> DOCUMENT SEGMENT:

Thank you - First Timer!! 

barryvabeach's picture
barryvabeach

Jackie, first while it may seem like your baby, it is not anywhere near as fragile, and in fact it is more like a zombie in a movie - pretty hard to kill. On there other hands, there are many different ways to maintain a starter, and they may impact the taste and texture of your loaf.  If your levian is ready at 5 pm, I would discard 2/3 ,  and refresh, 1/3 levian,  and equal amounts flour and water - assuming you have a 100% levian.  For example, if you had 90 grams, discard 60, and take the remaining 30 and add 30 grams water, 30 grams flour, then check in the morning.  If it turns out that it seems too spent to use the next morning, refresh again, but this time double the flour and water,  the expression is 1:2:2 ( 1 part levian, 2 parts flour , 2 parts water )  so 30 grams levian, 60 grams water ,  60 grams flour.   The ratio of the water to the flour determines the hydration of the levian - here I am assuming 100%,  and the ratio of the second number to the first number is how much food do we want to feed the levian before we want to use it.  The amount of food it needs will depend on how warm it is kept, how active the starter is, and how long till you want to use it. 

jackiebrown1101's picture
jackiebrown1101

Thank you! So, by discard - do you mean throw away?  Or can I simply put the discard into the fridge for a later feeding? I am hoping to not abuse your kindness with a few curiosities here. 

I live high in the mountains in Colorado, and my kitchen is typically around 70 degrees during the day, 65 during the evening.  my Chambers stove has a thermowell that I can place things on to stay warm - 76 degrees and then I have the fridge, of course.  I am wondering if I can use the different variants to help slow or speed things down.

Is the fridge the only temperature where Hazel (the mother) is just stagnant? 

When there are some bubbles and it is really hydrated, but it sinks, sour smelling but not overwhelming - does that mean it needs a feeding?

How do you know?  I feel like I am consistently trying to decide when to feed it and when to put it in the fridge.  When do I keep it warm and when is 62-65 degrees just a good landing place?  

As I said, I am workin on my first loaf, so I don't really know how to read it yet.  I want to make english muffins but do I leave it out and feed it or put it in the fridge?  

I am following your instructions - I had 333 gram of levain, I discarded 222 and now I am going to feed my 110 gram levain 55 grams flower, 55 grams water....and place it on the happy chambers hot spot.

> RAW RECORDS:
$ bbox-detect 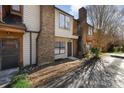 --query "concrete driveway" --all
[39,55,124,88]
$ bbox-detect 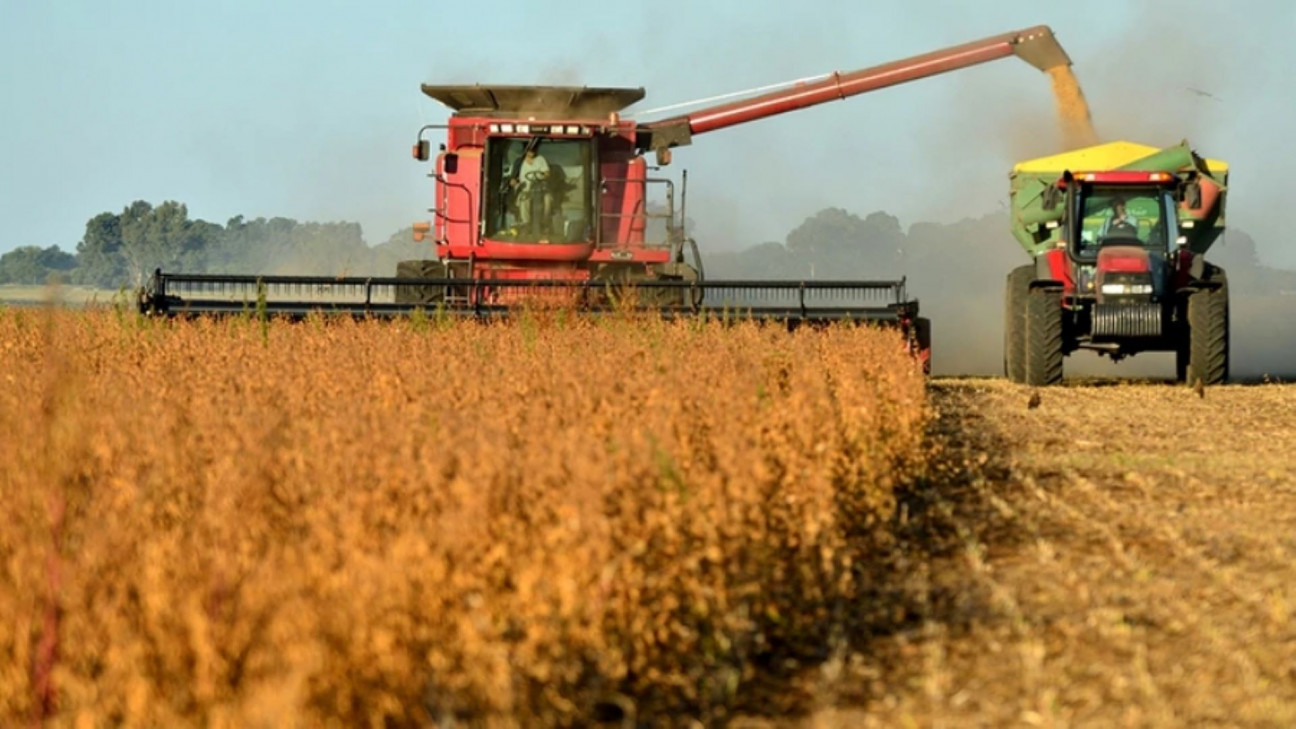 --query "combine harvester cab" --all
[1003,141,1229,385]
[141,26,1070,367]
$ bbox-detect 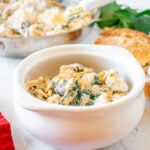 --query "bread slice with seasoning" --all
[95,28,150,99]
[95,28,150,72]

> GIVEN INSTRUCTION 1:
Decide whether each of the following statements agrees with the starter discussion. Answer yes or no for each, and quote the words of the text that decide it.
(a) The first reply advises discarding two-thirds of the levain if it is ready at 5 pm.
(b) The kitchen stays at about 76 degrees during the day.
(c) The mother starter has the name Hazel.
> GIVEN INSTRUCTION 2:
Set down the stretch of the starter discussion from "When there are" through "good landing place?".

> COMPLETE RESPONSE 1:
(a) Yes: "If your levian is ready at 5 pm, I would discard 2/3"
(b) No: "my kitchen is typically around 70 degrees during the day, 65 during the evening"
(c) Yes: "Hazel (the mother)"

> COMPLETE RESPONSE 2:
When there are some bubbles and it is really hydrated, but it sinks, sour smelling but not overwhelming - does that mean it needs a feeding?

How do you know?  I feel like I am consistently trying to decide when to feed it and when to put it in the fridge.  When do I keep it warm and when is 62-65 degrees just a good landing place?